_Written problem_
Please return the records below line for line, changing nothing.

-- Start --

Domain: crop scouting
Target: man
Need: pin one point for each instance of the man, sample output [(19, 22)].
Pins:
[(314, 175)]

-- End --

_Solution below_
Domain: crop scouting
Target: man
Need: pin one point for each instance of the man, sample output [(19, 22)].
Pins:
[(314, 175)]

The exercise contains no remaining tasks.